[Prompt] For each line in the records that contains "wall", make a copy.

[The data]
>>>>>
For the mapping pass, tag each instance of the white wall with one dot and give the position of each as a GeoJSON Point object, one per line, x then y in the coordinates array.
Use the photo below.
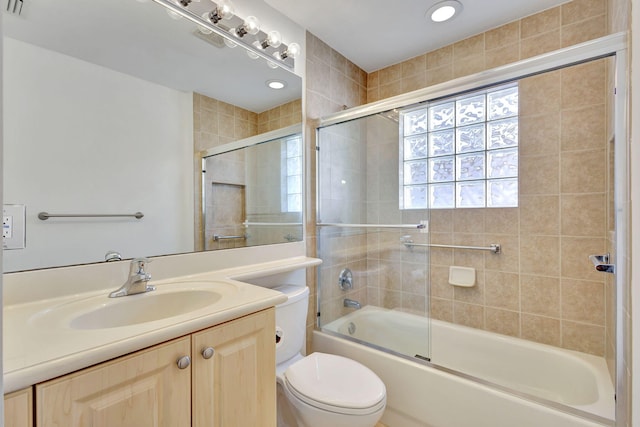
{"type": "Point", "coordinates": [635, 212]}
{"type": "Point", "coordinates": [105, 142]}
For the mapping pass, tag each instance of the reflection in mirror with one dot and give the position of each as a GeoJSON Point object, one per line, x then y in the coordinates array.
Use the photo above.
{"type": "Point", "coordinates": [104, 116]}
{"type": "Point", "coordinates": [253, 195]}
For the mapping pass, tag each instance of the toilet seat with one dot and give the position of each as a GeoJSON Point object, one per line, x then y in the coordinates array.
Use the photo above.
{"type": "Point", "coordinates": [335, 384]}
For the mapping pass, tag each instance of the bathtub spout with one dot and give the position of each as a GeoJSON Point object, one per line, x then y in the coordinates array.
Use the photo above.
{"type": "Point", "coordinates": [351, 303]}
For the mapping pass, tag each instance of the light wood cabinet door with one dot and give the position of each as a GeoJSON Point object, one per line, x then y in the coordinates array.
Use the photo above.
{"type": "Point", "coordinates": [18, 408]}
{"type": "Point", "coordinates": [236, 386]}
{"type": "Point", "coordinates": [144, 389]}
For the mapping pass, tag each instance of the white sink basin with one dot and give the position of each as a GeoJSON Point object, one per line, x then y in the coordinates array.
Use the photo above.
{"type": "Point", "coordinates": [101, 312]}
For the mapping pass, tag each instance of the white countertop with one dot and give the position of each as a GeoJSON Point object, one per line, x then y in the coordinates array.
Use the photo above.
{"type": "Point", "coordinates": [34, 352]}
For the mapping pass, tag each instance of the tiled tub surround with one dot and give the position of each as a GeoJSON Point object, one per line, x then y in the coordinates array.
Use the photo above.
{"type": "Point", "coordinates": [575, 379]}
{"type": "Point", "coordinates": [542, 287]}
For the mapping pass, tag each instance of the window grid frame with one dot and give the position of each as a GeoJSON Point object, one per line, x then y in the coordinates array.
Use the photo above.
{"type": "Point", "coordinates": [429, 129]}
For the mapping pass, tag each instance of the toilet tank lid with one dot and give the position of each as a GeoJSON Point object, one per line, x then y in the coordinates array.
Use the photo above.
{"type": "Point", "coordinates": [293, 292]}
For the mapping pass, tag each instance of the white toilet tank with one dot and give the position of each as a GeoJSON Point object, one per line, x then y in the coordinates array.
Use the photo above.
{"type": "Point", "coordinates": [291, 321]}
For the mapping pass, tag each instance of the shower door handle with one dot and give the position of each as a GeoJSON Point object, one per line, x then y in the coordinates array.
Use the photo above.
{"type": "Point", "coordinates": [601, 262]}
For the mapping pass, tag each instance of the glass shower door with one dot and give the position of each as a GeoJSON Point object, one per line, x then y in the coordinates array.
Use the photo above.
{"type": "Point", "coordinates": [365, 233]}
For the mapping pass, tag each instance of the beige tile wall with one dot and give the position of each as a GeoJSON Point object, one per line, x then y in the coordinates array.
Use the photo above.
{"type": "Point", "coordinates": [332, 84]}
{"type": "Point", "coordinates": [542, 287]}
{"type": "Point", "coordinates": [527, 291]}
{"type": "Point", "coordinates": [574, 22]}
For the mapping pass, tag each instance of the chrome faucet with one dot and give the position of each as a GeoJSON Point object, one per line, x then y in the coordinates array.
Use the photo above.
{"type": "Point", "coordinates": [351, 303]}
{"type": "Point", "coordinates": [137, 282]}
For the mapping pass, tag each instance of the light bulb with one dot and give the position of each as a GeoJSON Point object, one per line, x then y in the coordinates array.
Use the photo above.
{"type": "Point", "coordinates": [228, 42]}
{"type": "Point", "coordinates": [224, 10]}
{"type": "Point", "coordinates": [273, 39]}
{"type": "Point", "coordinates": [293, 50]}
{"type": "Point", "coordinates": [204, 30]}
{"type": "Point", "coordinates": [251, 26]}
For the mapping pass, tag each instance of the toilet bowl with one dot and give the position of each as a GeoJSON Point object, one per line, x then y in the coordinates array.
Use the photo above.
{"type": "Point", "coordinates": [322, 390]}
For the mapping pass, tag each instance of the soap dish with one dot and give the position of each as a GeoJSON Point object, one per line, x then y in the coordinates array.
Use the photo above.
{"type": "Point", "coordinates": [462, 276]}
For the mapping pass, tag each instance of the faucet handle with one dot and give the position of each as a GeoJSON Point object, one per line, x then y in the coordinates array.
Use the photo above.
{"type": "Point", "coordinates": [137, 265]}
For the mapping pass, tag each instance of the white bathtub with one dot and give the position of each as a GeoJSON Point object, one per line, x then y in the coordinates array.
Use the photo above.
{"type": "Point", "coordinates": [422, 395]}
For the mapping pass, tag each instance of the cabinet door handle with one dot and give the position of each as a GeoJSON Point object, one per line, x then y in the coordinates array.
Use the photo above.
{"type": "Point", "coordinates": [184, 362]}
{"type": "Point", "coordinates": [208, 352]}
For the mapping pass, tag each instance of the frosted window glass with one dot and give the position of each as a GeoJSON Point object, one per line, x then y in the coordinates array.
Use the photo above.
{"type": "Point", "coordinates": [441, 169]}
{"type": "Point", "coordinates": [415, 122]}
{"type": "Point", "coordinates": [470, 138]}
{"type": "Point", "coordinates": [441, 116]}
{"type": "Point", "coordinates": [503, 103]}
{"type": "Point", "coordinates": [470, 194]}
{"type": "Point", "coordinates": [470, 110]}
{"type": "Point", "coordinates": [442, 196]}
{"type": "Point", "coordinates": [503, 133]}
{"type": "Point", "coordinates": [415, 147]}
{"type": "Point", "coordinates": [466, 150]}
{"type": "Point", "coordinates": [441, 143]}
{"type": "Point", "coordinates": [415, 173]}
{"type": "Point", "coordinates": [470, 166]}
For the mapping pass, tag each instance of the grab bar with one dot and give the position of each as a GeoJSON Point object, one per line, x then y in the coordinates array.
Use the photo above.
{"type": "Point", "coordinates": [45, 215]}
{"type": "Point", "coordinates": [496, 248]}
{"type": "Point", "coordinates": [332, 224]}
{"type": "Point", "coordinates": [217, 237]}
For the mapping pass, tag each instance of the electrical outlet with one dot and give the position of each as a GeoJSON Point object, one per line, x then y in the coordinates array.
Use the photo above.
{"type": "Point", "coordinates": [7, 227]}
{"type": "Point", "coordinates": [13, 227]}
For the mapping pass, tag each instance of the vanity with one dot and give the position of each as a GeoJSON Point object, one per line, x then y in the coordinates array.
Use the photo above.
{"type": "Point", "coordinates": [208, 359]}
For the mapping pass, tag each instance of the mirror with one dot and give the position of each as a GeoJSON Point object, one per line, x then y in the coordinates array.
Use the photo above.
{"type": "Point", "coordinates": [104, 113]}
{"type": "Point", "coordinates": [253, 195]}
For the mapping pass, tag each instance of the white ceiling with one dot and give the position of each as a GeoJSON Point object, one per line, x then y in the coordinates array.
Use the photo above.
{"type": "Point", "coordinates": [374, 34]}
{"type": "Point", "coordinates": [139, 39]}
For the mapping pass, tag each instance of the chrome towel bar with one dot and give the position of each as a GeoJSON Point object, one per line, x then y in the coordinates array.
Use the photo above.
{"type": "Point", "coordinates": [331, 224]}
{"type": "Point", "coordinates": [45, 215]}
{"type": "Point", "coordinates": [493, 247]}
{"type": "Point", "coordinates": [217, 237]}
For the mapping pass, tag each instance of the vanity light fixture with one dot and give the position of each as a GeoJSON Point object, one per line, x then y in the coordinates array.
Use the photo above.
{"type": "Point", "coordinates": [276, 84]}
{"type": "Point", "coordinates": [238, 32]}
{"type": "Point", "coordinates": [293, 50]}
{"type": "Point", "coordinates": [224, 10]}
{"type": "Point", "coordinates": [273, 39]}
{"type": "Point", "coordinates": [444, 10]}
{"type": "Point", "coordinates": [251, 25]}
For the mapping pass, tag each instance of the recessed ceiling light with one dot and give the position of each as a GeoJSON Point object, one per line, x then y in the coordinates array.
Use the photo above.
{"type": "Point", "coordinates": [444, 10]}
{"type": "Point", "coordinates": [276, 84]}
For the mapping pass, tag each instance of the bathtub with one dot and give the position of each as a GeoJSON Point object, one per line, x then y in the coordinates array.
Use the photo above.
{"type": "Point", "coordinates": [475, 378]}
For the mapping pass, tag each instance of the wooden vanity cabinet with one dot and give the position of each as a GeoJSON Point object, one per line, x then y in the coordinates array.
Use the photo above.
{"type": "Point", "coordinates": [233, 371]}
{"type": "Point", "coordinates": [18, 408]}
{"type": "Point", "coordinates": [143, 389]}
{"type": "Point", "coordinates": [235, 386]}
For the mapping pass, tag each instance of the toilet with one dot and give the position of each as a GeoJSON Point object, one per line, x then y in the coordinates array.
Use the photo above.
{"type": "Point", "coordinates": [320, 389]}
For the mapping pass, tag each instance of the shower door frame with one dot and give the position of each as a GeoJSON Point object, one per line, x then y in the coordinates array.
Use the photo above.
{"type": "Point", "coordinates": [615, 46]}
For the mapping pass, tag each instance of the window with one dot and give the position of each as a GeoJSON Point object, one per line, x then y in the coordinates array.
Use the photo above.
{"type": "Point", "coordinates": [292, 174]}
{"type": "Point", "coordinates": [461, 152]}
<<<<<
[Final answer]
For the mapping pass, tag each instance of the white wall with one dot and give the position of each as a GeoJSON Point object, one per line, x then y in the coordinates array.
For the mapping pass, tag each instance of the beige tile wall with one dot and give the position of each as a GeoJSON Point object, one per line, x then y in the coordinates array.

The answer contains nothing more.